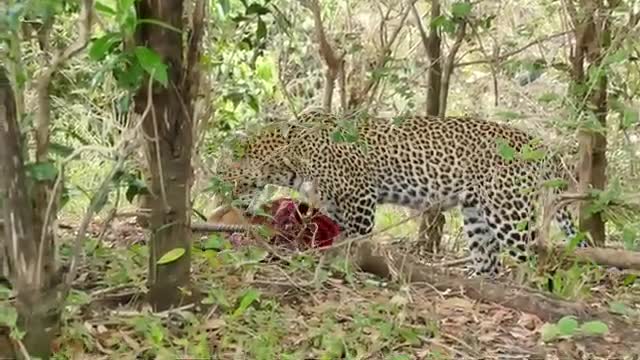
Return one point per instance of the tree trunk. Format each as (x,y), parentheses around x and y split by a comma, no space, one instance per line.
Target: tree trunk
(590,91)
(30,258)
(433,221)
(168,127)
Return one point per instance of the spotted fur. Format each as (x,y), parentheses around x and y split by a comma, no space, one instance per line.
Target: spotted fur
(418,162)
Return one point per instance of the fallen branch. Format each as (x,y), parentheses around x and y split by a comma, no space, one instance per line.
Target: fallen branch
(387,264)
(621,259)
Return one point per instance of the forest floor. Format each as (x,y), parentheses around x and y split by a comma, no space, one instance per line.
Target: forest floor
(253,307)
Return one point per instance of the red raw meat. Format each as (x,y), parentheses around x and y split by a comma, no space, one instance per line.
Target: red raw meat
(296,224)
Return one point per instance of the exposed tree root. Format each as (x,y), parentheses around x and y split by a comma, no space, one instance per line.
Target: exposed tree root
(386,263)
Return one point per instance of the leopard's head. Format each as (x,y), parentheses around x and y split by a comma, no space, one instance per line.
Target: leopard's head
(255,161)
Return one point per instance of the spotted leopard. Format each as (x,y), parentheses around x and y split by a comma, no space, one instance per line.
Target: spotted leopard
(490,170)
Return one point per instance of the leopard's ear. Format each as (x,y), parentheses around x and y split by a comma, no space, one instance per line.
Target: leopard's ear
(287,162)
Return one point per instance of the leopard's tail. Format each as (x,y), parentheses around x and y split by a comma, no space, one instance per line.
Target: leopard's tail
(559,179)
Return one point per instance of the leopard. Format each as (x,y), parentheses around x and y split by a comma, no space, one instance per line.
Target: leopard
(492,171)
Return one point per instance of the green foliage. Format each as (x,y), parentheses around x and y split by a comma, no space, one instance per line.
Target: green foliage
(171,256)
(569,326)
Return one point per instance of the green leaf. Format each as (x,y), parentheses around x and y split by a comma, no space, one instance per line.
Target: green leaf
(100,47)
(548,97)
(567,326)
(261,31)
(135,187)
(444,23)
(509,115)
(46,171)
(8,316)
(549,332)
(215,242)
(258,9)
(224,6)
(460,9)
(60,149)
(171,256)
(505,150)
(527,153)
(555,183)
(620,308)
(152,64)
(102,8)
(617,57)
(629,118)
(595,327)
(249,297)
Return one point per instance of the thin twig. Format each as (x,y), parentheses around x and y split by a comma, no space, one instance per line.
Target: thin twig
(513,52)
(102,192)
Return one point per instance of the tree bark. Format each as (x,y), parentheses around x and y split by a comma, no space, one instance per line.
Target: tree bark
(592,40)
(168,128)
(31,273)
(433,220)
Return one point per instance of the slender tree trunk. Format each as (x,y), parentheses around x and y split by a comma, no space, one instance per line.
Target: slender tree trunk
(590,90)
(168,128)
(433,221)
(30,261)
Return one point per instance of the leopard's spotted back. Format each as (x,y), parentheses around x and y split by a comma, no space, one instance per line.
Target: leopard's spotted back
(491,170)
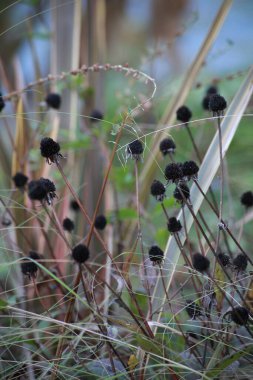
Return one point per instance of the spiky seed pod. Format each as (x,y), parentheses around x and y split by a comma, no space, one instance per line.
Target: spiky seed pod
(174,225)
(184,114)
(224,260)
(190,169)
(53,100)
(96,116)
(167,146)
(80,253)
(134,150)
(2,102)
(173,172)
(157,189)
(181,193)
(240,315)
(20,180)
(68,224)
(200,262)
(217,104)
(156,254)
(100,222)
(247,199)
(240,262)
(193,309)
(50,150)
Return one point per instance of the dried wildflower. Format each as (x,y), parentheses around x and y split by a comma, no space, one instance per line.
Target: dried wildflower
(240,315)
(96,115)
(134,150)
(247,199)
(217,104)
(240,262)
(100,222)
(53,100)
(156,254)
(190,169)
(167,146)
(68,224)
(157,189)
(173,172)
(20,180)
(29,268)
(181,193)
(174,225)
(50,150)
(193,309)
(184,114)
(80,253)
(200,262)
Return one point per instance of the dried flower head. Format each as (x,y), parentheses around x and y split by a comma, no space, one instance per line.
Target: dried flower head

:::

### Exercise objective
Each of the records above needs to be transcribed exactly, apart from its pictures.

### Answer section
Return one point per instance of the tree trunk. Format each as (x,y), parentheses around x and y split by a comma, no space, one instance per line.
Target: tree trunk
(590,91)
(30,258)
(433,221)
(168,127)
Return one point per instance of the spotted fur. Format each as (x,y), parentheses around x and y split by a comma, no space, one instance per line.
Target: spotted fur
(418,162)
Return one point per instance of the fallen branch. Format each as (x,y), parentheses around x and y split by a comma, no space, one instance per line.
Target: fallen branch
(387,264)
(621,259)
Return one point per instance of the forest floor. Format each as (x,y), parentheses around x and y split by a comma, no space, one instance per line.
Target: forest floor
(253,307)
Return one point per instance of the red raw meat. Format each as (x,y), parentheses around x and y split by a comma, no space, one instance per line.
Target: red raw meat
(296,224)
Return one point per instance of the exposed tree root. Format each as (x,y), parentheses around x and y split by a comma, no space, one instance per line.
Target: exposed tree root
(386,263)
Return one point per instance of the leopard's head. Format each as (x,y), parentheses around x and y split by a comma, no space, one instance per line.
Target: leopard's head
(255,161)
Return one point per instance of the spotted leopard. Format each as (x,y), parentheses around x and y split by a comma, no space, one instance per line.
Target: spotted leopard
(490,170)
Return one point per instance of the leopard's ear. Format each as (x,y), parentheses around x and y split by a comma, no space, one instance per line.
Target: leopard's ear
(287,162)
Return one point per instance of the leopard's tail. Format each as (x,y), parentheses around x and y split by a comma, no space, one instance per line.
Target: leopard's tail
(559,179)
Return one point per instance of the leopard. Format each as (x,y), parentheses around x and y split by a comma, no space, one instance per line.
Target: leopard
(492,171)
Return one point per instance of the green foliage. Format each as (x,y), parentheses around x and y split by a comma, no space, one instance per line.
Target: green foliage
(171,256)
(569,326)
Return one point per instance of the green leaf. Format each as (x,y), parentheses around x and y split by a comma, no space, one instance per line.
Target: green leaf
(100,47)
(548,97)
(567,326)
(261,31)
(135,187)
(444,23)
(509,115)
(46,171)
(8,316)
(549,332)
(215,242)
(258,9)
(224,6)
(460,9)
(60,149)
(171,256)
(505,150)
(527,153)
(555,183)
(620,308)
(152,64)
(102,8)
(617,57)
(629,118)
(595,327)
(249,297)
Return one point per instance of the thin twig. Format each as (x,y), parentheses around x and y split by a comma, no space, one instance per line.
Target: thin twig
(513,52)
(102,192)
Return one point per instance of the tree bark. Format each as (x,y), parentheses around x and y split by a comma, no space, one instance per line.
Target: tree bark
(592,40)
(168,128)
(31,273)
(433,220)
Return one point per instance of the slender tree trunk. Format each as (x,y), parentheses around x and y split by a comma, no space, one instance per line.
Target: slender tree trunk
(590,90)
(168,128)
(433,221)
(30,261)
Return one point per instance of the leopard's spotted back. Format each as (x,y), parentheses around x and y split by a comma, no space, one instance per line.
Target: leopard's spotted back
(491,170)
Return one point per instance of the spiky seed pod. Format each as (x,y), parentheses around x and y split by a comma, no space, one instance per line.
Target: spiky seed pod
(174,225)
(184,114)
(224,260)
(190,169)
(53,100)
(96,116)
(167,146)
(80,253)
(134,150)
(2,102)
(173,172)
(157,189)
(181,193)
(240,315)
(20,180)
(68,224)
(200,262)
(217,104)
(156,254)
(100,222)
(247,199)
(240,262)
(193,309)
(50,150)
Return one point per instance of the dried wildflower. Format each as (x,y), parentheses around x and y split by a comma, no space, one instance per line.
Target: dried wildflower
(240,315)
(96,115)
(134,150)
(247,199)
(217,104)
(240,262)
(100,222)
(53,100)
(156,254)
(190,169)
(167,146)
(68,224)
(157,189)
(173,172)
(20,180)
(29,268)
(181,193)
(174,225)
(50,150)
(193,309)
(184,114)
(80,253)
(200,262)
Return one point per instance of the dried flower head. Format each as (x,y), parentheses around x and y split by a comma, no space, one instance per line.
Target: dried flower head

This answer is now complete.